● Stated task
Rewrite every one of the entries below, swapping "relevant element" for "matching item" and keeping everything else the same. Leave out the pictures.

● Available data
"""

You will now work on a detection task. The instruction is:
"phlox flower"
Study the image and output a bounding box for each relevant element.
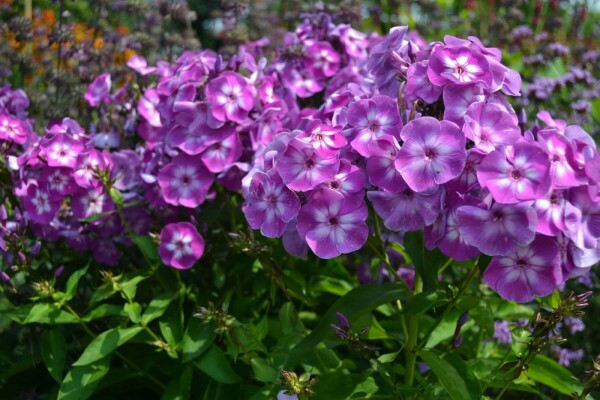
[158,154,213,208]
[206,71,255,122]
[0,114,29,144]
[463,102,521,153]
[297,190,369,259]
[276,138,340,191]
[348,95,402,157]
[243,169,300,237]
[457,203,537,256]
[158,222,204,269]
[396,117,467,192]
[477,141,552,204]
[483,235,562,303]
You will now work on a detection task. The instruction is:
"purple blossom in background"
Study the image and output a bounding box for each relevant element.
[483,235,563,303]
[84,74,112,107]
[158,222,204,269]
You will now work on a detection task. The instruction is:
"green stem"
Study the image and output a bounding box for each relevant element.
[415,265,479,349]
[404,274,423,387]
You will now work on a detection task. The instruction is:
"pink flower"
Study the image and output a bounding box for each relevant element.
[206,71,255,122]
[158,222,204,269]
[158,154,213,208]
[297,190,369,259]
[396,117,467,192]
[244,169,300,237]
[477,142,552,204]
[276,138,340,191]
[483,235,562,303]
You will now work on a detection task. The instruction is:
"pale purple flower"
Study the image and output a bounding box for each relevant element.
[40,133,83,168]
[276,138,340,191]
[297,190,369,258]
[457,203,537,256]
[477,141,552,204]
[206,71,255,122]
[71,187,115,219]
[427,46,492,87]
[483,235,562,303]
[158,222,204,269]
[463,102,521,153]
[367,188,444,232]
[21,181,61,224]
[0,114,29,144]
[73,149,107,188]
[366,135,408,193]
[348,96,402,157]
[83,73,112,107]
[158,154,213,208]
[243,169,300,237]
[396,117,467,192]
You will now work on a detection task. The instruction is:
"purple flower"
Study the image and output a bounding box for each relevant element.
[297,190,369,258]
[366,135,408,193]
[158,154,213,208]
[243,169,300,237]
[477,142,552,204]
[463,102,521,153]
[276,138,340,191]
[348,96,402,157]
[40,133,83,168]
[427,46,492,87]
[483,235,562,303]
[457,203,537,256]
[0,114,29,144]
[84,73,112,107]
[21,181,60,224]
[367,188,443,232]
[396,117,467,192]
[158,222,204,269]
[206,71,255,122]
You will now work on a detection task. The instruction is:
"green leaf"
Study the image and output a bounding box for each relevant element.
[73,326,143,366]
[181,318,216,362]
[81,304,127,322]
[250,357,279,383]
[194,345,240,384]
[58,357,110,400]
[64,262,90,301]
[527,355,583,395]
[142,292,177,325]
[419,349,482,400]
[42,328,67,383]
[123,303,142,324]
[288,283,408,361]
[23,303,79,324]
[132,236,160,261]
[160,364,194,400]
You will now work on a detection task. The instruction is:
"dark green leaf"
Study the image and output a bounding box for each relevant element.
[527,355,583,395]
[58,357,110,400]
[73,326,143,366]
[132,236,160,261]
[181,318,216,362]
[23,303,79,324]
[250,357,279,383]
[142,292,177,325]
[419,349,482,400]
[291,283,408,356]
[194,345,240,384]
[64,263,90,301]
[42,328,67,383]
[160,364,194,400]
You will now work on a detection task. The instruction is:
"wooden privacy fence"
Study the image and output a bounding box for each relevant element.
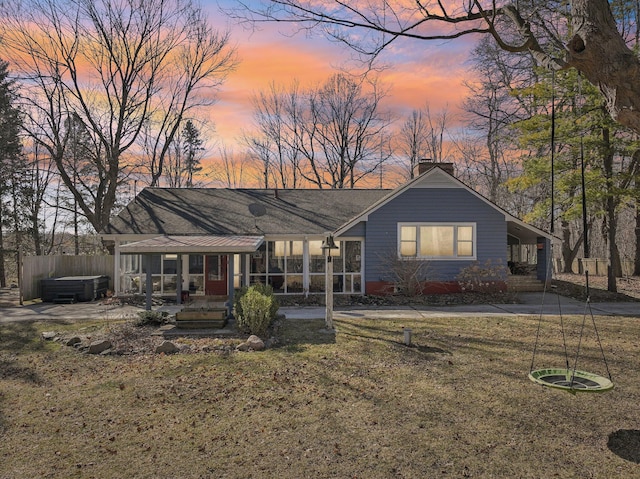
[22,255,114,301]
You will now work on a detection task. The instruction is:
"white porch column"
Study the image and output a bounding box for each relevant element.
[113,239,122,296]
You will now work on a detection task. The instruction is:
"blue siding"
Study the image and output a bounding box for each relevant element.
[365,188,507,281]
[340,221,367,238]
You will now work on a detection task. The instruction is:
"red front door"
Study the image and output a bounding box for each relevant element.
[204,254,229,296]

"""

● The solution
You will now work on a detection task. The instruction is:
"phlox flower"
Study the image and output a bounding box for each matching item.
[158,154,213,208]
[206,71,255,122]
[0,114,29,144]
[463,102,521,153]
[297,190,369,259]
[276,138,340,191]
[348,95,402,157]
[243,169,300,237]
[457,203,537,256]
[158,222,204,269]
[396,117,467,192]
[477,141,552,204]
[483,235,562,303]
You will now work on a detection task. The instruction is:
"purple blossom in background"
Study the image and output a bounding box for each matching item.
[483,235,563,303]
[84,74,112,107]
[158,222,204,269]
You will now work on a detection task. The instruction is:
"green stem"
Study the image and output a bounding box for each matching item.
[415,265,479,349]
[404,274,423,387]
You will now work on a detection task. The instruction is:
"pink flower"
Study the image and output a bounding box for each matching item.
[206,71,255,122]
[158,222,204,269]
[158,154,213,208]
[297,190,369,259]
[396,117,467,192]
[244,169,300,237]
[477,142,552,204]
[276,138,340,191]
[483,235,562,303]
You will now work on a detection task. The instruction is:
"pale purple flower"
Study the image and output a bounding box for each matching item.
[40,133,83,168]
[276,138,340,191]
[297,190,369,258]
[457,203,537,256]
[477,141,552,204]
[206,71,255,122]
[71,187,115,219]
[427,46,492,87]
[483,235,562,303]
[158,222,204,269]
[463,102,521,153]
[367,188,444,232]
[21,181,61,224]
[0,114,29,144]
[73,149,107,188]
[366,135,408,193]
[348,96,402,157]
[83,73,112,107]
[158,154,213,208]
[243,169,300,237]
[396,117,467,192]
You will now work on a detection task. The instruction is:
"purple flower"
Study the image and output a bounding box for each matching item.
[297,190,369,258]
[366,135,408,193]
[158,154,213,208]
[243,169,300,237]
[477,142,552,204]
[463,102,521,153]
[276,138,340,191]
[348,96,402,157]
[40,133,83,168]
[427,46,492,87]
[483,235,562,303]
[457,203,537,256]
[0,114,29,144]
[84,73,112,107]
[21,181,60,224]
[367,188,443,232]
[396,117,467,192]
[158,222,204,269]
[206,71,255,122]
You will now work on a detection task. The instruction is:
"green leaf"
Study the image and output a bounding box for each matching item.
[73,326,143,366]
[181,318,216,362]
[81,304,127,322]
[250,357,279,383]
[194,345,240,384]
[58,357,110,400]
[64,262,90,301]
[527,355,583,395]
[142,292,177,325]
[419,349,482,400]
[42,328,67,383]
[123,303,142,324]
[288,283,408,361]
[23,303,79,324]
[132,236,160,261]
[160,364,194,400]
You will now work on a detection task. The instruction is:
"dark green leaf"
Study the image and output a bounding box for each matching item.
[527,355,583,395]
[58,357,110,400]
[73,326,143,366]
[132,236,160,261]
[181,318,216,362]
[23,303,79,324]
[250,357,279,383]
[142,292,177,325]
[419,349,482,400]
[291,283,408,356]
[194,345,240,384]
[64,263,90,301]
[42,328,67,383]
[160,364,194,400]
You will now work on a detection task. The instruction is:
"wooden privacy fence"
Study the image and output a bounding box for each matching item.
[22,255,114,301]
You will now work on a detection task. The instruction is:
"white porch column"
Study the image and output a bounding box for each matching item.
[113,239,122,296]
You will now work on a detection task. The instruction is:
"blue siding"
Study the image and output a bounding box for each matching item.
[365,188,507,281]
[340,221,367,238]
You will now work on a detection task. The instruction is:
"red front door"
Study the image and output a bounding box for each matching item.
[204,254,229,296]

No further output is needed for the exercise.